THE WHITE HOUSE
Office of the Press Secretary

For Immediate Release June 30, 1999





REMARKS BY THE PRESIDENT
ON MODERNIZING MEDICARE

Chicago Cultural Center
Chicago, Illinois

11:15 A.M. CDT

THE PRESIDENT: Thank you very much, ladies and gentlemen, and good morning. I want to say that it's wonderful for me to be back in Chicago. Most of you know how much I love it here, and I am delighted to be here. (Applause.) I bring you greetings from the First Lady who I left on my way here and who was jealous that I was coming and she wasn't, especially since I'm also going to see the Cubs play this afternoon. (Laughter.) And I enjoy that. (Applause.) And from the Vice President and all the members of our administration who have worked so hard on this health care issue.

I want to thank Anne Willis for her remarks and her leadership for the aging community here in Chicago. (Applause.) And I know that with me on the stage, and perhaps out in the audience as well, are members of the Mayor's Advisory Council on Aging, the Cook County Board of Commissioners, the Cook County Council, the Chicago City Council -- I thank them all for being here.

I'd like to thank Linda Esposito for speaking on behalf of pharmacists who have to live with the consequences of the absence of prescription drug coverage for our seniors every day and who do their best to serve them well under very adverse circumstances. And I thought she did a very fine job -- I thank her for being here. (Applause.)

And I want to thank Hanna Bratman for having the courage to get up here and tell her story and introduce me. You know, I do this all the time. It's second nature for me. But most people, it's pretty scary to get up in front of all of you and all those cameras and talk about your life and talk about your circumstances. And I thought she did a fine job, and I thank her for doing that. (Applause.)

I'd also like to thank these ladies on my left, Anne Thomas and her daughters, Lee Hamilton and Laura Peterson, because they represent what I think of as the ultimate test of Medicare, which is whether it's fair and helpful and supportive of families and our intergenerational responsibilities -- parents to their parents to their children. And I'll say more about that, but thank you for joining us today as well.

Ladies and gentlemen, as is so often the case when I get up to speak, the people who spoke before me have said everything that needs to be said. One guy got up -- you know the great story about the last speaker at a long dinner; eight people spoke and he got to speak at 10:00 p.m.; and he said, well, everything that needs to be said has been said, but not everyone has said it. (Laughter.) So, relax, I'm going to talk a little bit.

> **Source material**
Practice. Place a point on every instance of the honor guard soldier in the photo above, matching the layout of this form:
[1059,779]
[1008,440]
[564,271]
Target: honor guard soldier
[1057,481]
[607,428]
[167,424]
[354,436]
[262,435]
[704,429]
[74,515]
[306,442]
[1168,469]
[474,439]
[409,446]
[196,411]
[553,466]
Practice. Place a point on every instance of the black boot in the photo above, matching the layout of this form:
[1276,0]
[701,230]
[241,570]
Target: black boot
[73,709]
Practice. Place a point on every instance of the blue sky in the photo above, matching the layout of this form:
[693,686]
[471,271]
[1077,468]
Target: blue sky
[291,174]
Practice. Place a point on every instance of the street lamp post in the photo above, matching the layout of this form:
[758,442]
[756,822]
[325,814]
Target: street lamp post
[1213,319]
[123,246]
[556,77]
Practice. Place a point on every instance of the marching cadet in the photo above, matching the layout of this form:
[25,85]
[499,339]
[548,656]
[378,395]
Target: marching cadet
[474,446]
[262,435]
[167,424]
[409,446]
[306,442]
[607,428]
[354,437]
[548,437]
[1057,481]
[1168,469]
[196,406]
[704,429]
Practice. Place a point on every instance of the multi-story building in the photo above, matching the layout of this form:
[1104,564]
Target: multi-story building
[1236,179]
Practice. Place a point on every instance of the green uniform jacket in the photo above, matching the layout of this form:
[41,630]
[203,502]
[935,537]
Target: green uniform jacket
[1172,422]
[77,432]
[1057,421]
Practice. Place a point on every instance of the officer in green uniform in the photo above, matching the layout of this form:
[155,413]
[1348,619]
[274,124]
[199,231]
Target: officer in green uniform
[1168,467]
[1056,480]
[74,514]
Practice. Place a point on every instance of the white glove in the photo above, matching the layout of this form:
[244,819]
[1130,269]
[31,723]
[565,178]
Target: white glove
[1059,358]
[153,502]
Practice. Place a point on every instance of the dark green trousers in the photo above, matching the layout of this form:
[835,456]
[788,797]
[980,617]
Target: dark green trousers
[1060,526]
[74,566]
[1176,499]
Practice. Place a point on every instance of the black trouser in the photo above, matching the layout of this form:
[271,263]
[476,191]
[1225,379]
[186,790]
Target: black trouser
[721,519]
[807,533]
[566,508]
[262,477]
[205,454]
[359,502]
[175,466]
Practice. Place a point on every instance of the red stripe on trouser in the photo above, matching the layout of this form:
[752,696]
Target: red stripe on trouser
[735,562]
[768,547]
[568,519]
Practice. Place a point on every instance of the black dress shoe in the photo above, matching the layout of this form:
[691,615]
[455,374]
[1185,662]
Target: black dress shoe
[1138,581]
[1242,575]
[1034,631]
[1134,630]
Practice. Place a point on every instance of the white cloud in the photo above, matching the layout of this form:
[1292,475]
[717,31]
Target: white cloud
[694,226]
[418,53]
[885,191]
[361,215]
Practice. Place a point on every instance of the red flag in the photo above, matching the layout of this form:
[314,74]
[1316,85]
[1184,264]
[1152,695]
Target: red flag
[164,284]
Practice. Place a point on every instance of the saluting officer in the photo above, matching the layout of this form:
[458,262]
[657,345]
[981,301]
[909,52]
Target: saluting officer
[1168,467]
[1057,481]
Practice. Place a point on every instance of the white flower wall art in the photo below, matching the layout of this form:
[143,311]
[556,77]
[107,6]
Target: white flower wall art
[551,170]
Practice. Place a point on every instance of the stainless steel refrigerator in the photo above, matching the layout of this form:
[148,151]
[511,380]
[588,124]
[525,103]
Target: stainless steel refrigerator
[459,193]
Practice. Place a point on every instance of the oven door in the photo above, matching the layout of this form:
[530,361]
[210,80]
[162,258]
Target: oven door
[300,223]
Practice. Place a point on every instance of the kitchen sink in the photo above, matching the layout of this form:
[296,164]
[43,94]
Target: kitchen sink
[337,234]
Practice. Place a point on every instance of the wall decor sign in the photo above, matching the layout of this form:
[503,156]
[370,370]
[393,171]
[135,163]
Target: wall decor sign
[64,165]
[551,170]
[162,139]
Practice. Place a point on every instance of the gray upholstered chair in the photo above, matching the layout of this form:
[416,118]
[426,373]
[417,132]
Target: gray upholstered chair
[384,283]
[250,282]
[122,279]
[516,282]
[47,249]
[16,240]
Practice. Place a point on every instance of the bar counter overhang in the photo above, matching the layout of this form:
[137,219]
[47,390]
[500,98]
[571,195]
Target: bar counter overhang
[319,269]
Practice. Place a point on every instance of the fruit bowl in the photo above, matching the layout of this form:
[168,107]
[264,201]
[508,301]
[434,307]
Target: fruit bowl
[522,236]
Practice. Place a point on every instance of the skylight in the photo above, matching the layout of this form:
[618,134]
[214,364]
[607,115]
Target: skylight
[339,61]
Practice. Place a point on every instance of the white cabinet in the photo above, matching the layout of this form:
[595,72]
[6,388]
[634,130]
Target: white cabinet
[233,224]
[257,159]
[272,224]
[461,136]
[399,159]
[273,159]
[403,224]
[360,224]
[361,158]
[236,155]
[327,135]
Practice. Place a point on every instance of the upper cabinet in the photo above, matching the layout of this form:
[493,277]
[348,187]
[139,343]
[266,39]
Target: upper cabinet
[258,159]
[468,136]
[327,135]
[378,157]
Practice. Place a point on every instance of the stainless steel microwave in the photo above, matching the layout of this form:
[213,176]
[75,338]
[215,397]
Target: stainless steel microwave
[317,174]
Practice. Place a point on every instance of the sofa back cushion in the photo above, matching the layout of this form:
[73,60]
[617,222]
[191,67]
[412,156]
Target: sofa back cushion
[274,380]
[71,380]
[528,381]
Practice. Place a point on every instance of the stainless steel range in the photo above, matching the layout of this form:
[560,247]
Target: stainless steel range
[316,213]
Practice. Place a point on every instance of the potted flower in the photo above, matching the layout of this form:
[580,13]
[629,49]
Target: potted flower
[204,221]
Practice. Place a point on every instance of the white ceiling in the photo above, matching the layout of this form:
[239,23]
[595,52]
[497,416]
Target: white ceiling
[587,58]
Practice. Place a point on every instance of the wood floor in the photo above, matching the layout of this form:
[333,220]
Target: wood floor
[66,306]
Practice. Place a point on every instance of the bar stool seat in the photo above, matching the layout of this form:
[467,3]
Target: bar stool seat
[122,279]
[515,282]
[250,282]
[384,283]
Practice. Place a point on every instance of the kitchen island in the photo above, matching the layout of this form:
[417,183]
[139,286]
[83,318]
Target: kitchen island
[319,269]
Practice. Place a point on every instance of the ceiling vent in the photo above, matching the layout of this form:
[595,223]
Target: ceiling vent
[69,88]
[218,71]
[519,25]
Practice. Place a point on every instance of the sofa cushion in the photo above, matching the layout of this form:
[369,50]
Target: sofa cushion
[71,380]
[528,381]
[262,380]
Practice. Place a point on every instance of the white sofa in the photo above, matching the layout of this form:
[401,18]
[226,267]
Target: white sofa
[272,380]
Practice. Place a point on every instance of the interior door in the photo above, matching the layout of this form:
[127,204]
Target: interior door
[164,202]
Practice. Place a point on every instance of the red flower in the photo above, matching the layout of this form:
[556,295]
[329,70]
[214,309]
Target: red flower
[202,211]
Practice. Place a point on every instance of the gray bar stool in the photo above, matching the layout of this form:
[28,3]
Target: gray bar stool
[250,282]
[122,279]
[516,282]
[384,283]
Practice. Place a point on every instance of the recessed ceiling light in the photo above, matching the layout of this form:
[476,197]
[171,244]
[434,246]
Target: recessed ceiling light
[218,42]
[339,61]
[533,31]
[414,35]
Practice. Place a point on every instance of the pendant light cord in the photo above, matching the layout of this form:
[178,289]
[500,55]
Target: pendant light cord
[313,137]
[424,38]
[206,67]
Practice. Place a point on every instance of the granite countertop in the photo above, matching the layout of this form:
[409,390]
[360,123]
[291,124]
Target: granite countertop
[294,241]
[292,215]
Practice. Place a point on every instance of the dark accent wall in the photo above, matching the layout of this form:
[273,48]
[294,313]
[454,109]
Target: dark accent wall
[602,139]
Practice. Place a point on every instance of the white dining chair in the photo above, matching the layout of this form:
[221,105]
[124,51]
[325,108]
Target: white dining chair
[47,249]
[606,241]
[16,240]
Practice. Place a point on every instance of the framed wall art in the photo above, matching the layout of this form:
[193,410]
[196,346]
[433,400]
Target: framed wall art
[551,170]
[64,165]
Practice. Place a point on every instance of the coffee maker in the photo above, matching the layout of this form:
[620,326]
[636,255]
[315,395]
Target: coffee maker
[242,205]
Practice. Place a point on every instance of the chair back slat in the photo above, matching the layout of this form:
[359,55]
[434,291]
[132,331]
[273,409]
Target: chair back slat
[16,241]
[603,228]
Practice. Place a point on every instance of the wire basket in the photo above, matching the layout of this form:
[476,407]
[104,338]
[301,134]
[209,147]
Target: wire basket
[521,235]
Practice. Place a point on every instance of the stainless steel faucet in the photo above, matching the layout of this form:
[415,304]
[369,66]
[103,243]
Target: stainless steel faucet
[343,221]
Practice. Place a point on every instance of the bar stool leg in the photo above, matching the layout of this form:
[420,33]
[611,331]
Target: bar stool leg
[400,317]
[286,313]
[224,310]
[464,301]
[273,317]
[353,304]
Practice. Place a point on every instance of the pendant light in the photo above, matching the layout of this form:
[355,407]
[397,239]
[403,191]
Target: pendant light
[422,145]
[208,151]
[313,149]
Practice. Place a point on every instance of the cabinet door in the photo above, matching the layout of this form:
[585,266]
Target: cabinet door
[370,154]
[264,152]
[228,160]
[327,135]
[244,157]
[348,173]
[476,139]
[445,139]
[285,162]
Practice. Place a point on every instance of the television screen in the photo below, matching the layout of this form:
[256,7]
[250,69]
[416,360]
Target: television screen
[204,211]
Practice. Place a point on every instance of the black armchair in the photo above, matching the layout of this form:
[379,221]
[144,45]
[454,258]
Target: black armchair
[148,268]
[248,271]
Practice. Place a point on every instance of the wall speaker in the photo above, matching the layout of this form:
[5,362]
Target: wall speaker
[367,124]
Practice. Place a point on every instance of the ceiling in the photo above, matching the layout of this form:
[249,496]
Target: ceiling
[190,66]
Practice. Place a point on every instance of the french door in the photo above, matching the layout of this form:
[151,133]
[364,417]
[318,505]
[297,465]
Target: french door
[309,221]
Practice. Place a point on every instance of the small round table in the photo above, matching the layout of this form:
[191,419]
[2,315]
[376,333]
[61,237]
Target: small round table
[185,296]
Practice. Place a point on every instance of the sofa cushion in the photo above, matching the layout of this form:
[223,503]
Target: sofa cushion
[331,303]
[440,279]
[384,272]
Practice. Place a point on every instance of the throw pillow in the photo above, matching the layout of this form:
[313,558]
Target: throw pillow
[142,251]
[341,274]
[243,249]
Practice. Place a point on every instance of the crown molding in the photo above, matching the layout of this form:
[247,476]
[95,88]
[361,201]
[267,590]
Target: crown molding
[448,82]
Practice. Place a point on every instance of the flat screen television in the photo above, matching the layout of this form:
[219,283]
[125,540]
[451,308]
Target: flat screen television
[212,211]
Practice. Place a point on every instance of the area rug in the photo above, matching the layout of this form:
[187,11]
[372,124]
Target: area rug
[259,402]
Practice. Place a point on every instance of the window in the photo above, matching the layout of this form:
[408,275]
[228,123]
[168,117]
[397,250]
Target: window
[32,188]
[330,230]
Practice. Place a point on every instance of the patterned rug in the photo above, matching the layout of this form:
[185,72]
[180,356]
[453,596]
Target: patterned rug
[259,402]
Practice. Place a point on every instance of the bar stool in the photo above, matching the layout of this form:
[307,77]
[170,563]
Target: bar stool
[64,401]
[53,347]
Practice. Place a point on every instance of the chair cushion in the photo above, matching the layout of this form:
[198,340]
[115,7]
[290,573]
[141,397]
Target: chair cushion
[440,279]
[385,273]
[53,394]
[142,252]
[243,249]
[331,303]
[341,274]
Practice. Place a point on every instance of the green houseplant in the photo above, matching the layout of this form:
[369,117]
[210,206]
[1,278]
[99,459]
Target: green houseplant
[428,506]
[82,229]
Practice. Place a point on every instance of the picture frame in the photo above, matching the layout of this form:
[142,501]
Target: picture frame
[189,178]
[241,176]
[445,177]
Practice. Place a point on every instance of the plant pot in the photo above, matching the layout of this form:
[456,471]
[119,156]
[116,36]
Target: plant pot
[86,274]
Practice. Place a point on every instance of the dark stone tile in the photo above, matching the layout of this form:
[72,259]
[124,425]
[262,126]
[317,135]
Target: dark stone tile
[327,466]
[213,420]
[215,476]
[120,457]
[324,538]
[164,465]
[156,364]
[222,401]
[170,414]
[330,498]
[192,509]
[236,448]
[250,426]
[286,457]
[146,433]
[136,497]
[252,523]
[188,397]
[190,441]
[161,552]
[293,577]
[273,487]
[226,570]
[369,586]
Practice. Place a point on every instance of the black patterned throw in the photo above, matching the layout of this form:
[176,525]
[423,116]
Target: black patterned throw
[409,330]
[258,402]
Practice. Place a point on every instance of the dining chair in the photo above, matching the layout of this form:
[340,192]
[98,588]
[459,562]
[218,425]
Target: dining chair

> **Action item**
In the remarks on modernizing Medicare, what does the President say he will do in Chicago that afternoon?

> **Expected answer**
He will see the Cubs play.